- _Given text_:
......

Oral Steroids Have Little Effect in Patients With Sciatica

Yael Waknine

May 20, 2015

A short course of oral prednisone slightly improves function but has no effect on acute radicular leg pain (sciatica) or subsequent need for surgery among patients with a herniated lumbar disk, according to a study published in the May 19 issue of JAMA.

Although oral steroids are commonly used as a less-invasive alternative to epidural steroid injections for lumbar radiculopathy, their efficacy has not been evaluated in appropriately powered clinical trials, write Harley Goldberg, DO, from the Kaiser Permanente Northern California Spine Care Program, San Jose, California, and colleagues.

Therefore, the team conducted a study of 269 adults with acute radicular pain (onset within 3 months), magnetic resonance imaging evidence of a herniated disk, and an Oswestry Disability Index (ODI) score of 30 or higher.

Participants were randomly assigned to receive a tapering 15-day course of oral prednisone (5 days each of 60, 40, and 20 mg, for a total cumulative dose of 600 mg) or matching placebo. Results were adjusted for baseline demographics, study site, presence of a positive straight-leg raise test result at baseline, and time elapsed between symptom onset and randomization.

Compared with placebo, treatment with prednisone yielded a mean 6.4-point (95% confidence interval [CI], 1.9 - 10.9 points; P = .006) improvement in ODI scores at 3 weeks and a mean 7.4-point (95% CI, 2.2 - 12.5 points; P = .005) benefit at 52 weeks.

However, there was no statistically significant difference between groups with respect to below-waist pain, as rated on a scale of 0 to 10. Patients in the prednisone group reported mean improvements over placebo of 0.3 points (95% CI, −0.4 - 1.0 points; P = .34) and 0.6 points (95% CI, −0.2 - 1.3 points; P = .15) at 3 and 52 weeks, respectively.

With or without treatment, most patients got better: no significant intergroup difference was found in the 1-year risk for undergoing microdiscectomy surgery (9.9% vs 9.1%; relative risk, 1.2; 95% CI, 0.5 - 2.6; P = .68).

Use of steroids was linked to typical adverse events, such as mild insomnia (25.7%), nervousness (18.4%), and increased appetite (22.3%). By week 52, the mean number of adverse events was similar between groups (P = .98). The five serious adverse events reported during the course of 1 year, three of which occurred in prednisone-treated patients, were not deemed to be related to the medication study.

......

- _Directions_:
Echo everything in the sciatica article from "Yael Waknine" down to "issue of JAMA.", word for word. The rows that follow are separate material and have no connection to the article on oral steroids for sciatica.

......

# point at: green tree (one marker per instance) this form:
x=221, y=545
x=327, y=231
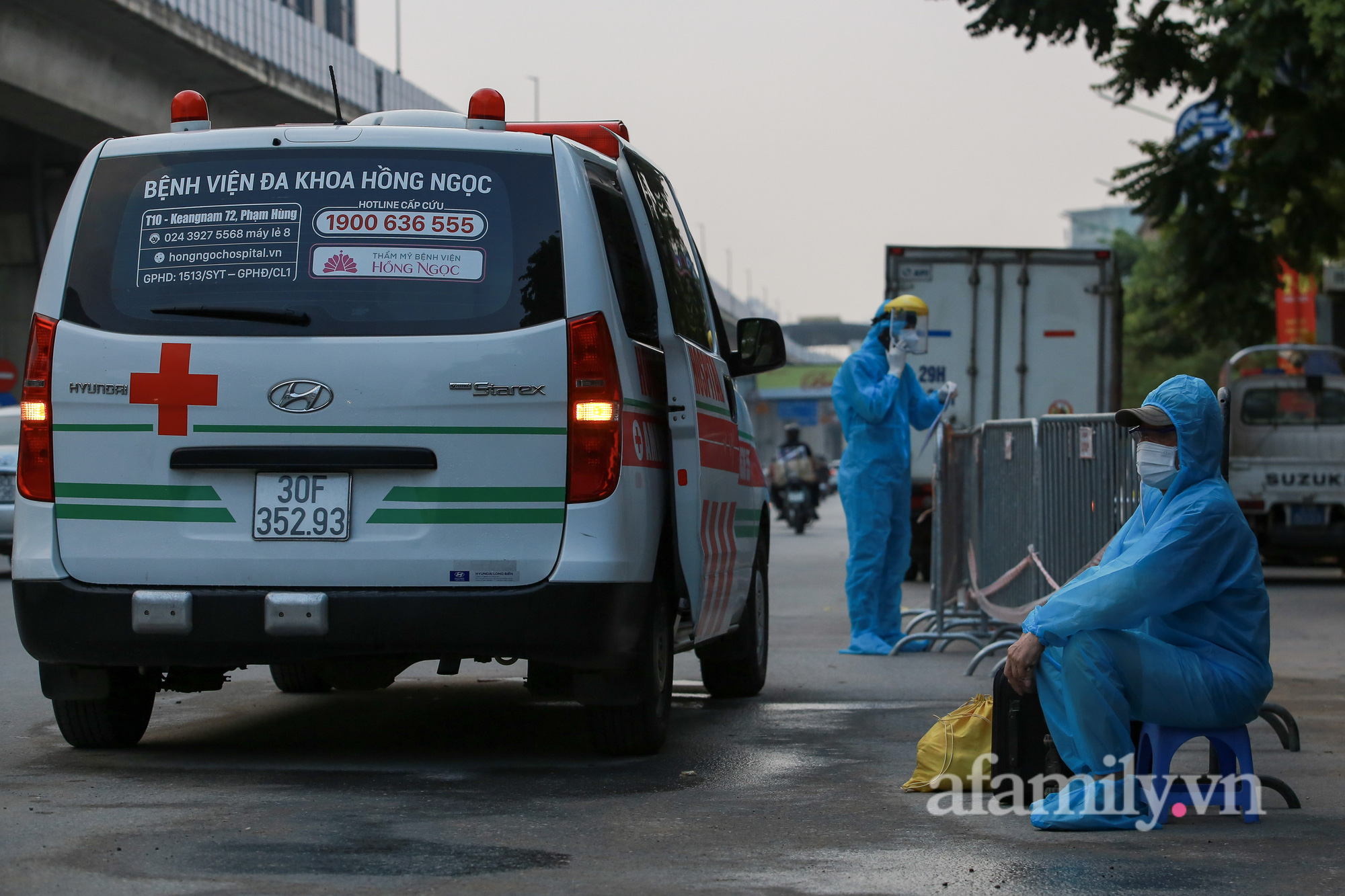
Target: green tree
x=1160, y=339
x=1278, y=67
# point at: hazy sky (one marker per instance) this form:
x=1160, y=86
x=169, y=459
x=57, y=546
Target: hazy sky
x=804, y=136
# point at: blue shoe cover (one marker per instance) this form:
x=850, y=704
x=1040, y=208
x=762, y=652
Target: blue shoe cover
x=1070, y=809
x=868, y=645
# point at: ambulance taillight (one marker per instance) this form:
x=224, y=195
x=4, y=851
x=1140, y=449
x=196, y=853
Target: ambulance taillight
x=595, y=401
x=486, y=111
x=189, y=112
x=37, y=479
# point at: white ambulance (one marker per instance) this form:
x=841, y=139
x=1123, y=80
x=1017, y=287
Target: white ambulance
x=341, y=399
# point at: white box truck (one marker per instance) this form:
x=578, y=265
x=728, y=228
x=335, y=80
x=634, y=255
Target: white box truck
x=1023, y=333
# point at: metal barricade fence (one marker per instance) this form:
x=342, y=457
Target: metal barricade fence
x=1061, y=486
x=1011, y=513
x=1089, y=489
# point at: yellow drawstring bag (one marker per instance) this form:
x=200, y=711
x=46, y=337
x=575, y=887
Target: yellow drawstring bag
x=953, y=745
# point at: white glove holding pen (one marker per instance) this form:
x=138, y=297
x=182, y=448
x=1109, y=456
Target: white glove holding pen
x=896, y=357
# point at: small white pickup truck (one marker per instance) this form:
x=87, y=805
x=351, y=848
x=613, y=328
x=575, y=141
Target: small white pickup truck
x=1288, y=450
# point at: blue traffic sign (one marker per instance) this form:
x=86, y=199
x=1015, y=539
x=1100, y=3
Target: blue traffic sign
x=1208, y=120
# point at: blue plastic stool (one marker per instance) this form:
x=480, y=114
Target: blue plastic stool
x=1231, y=745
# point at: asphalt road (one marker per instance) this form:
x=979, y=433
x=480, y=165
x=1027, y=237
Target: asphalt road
x=467, y=784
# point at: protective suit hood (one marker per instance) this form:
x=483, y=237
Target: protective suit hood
x=1200, y=430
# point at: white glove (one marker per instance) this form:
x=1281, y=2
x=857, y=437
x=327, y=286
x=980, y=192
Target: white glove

......

- _Solved problem_:
Yael Waknine

May 20, 2015

A short course of oral prednisone slightly improves function but has no effect on acute radicular leg pain (sciatica) or subsequent need for surgery among patients with a herniated lumbar disk, according to a study published in the May 19 issue of JAMA.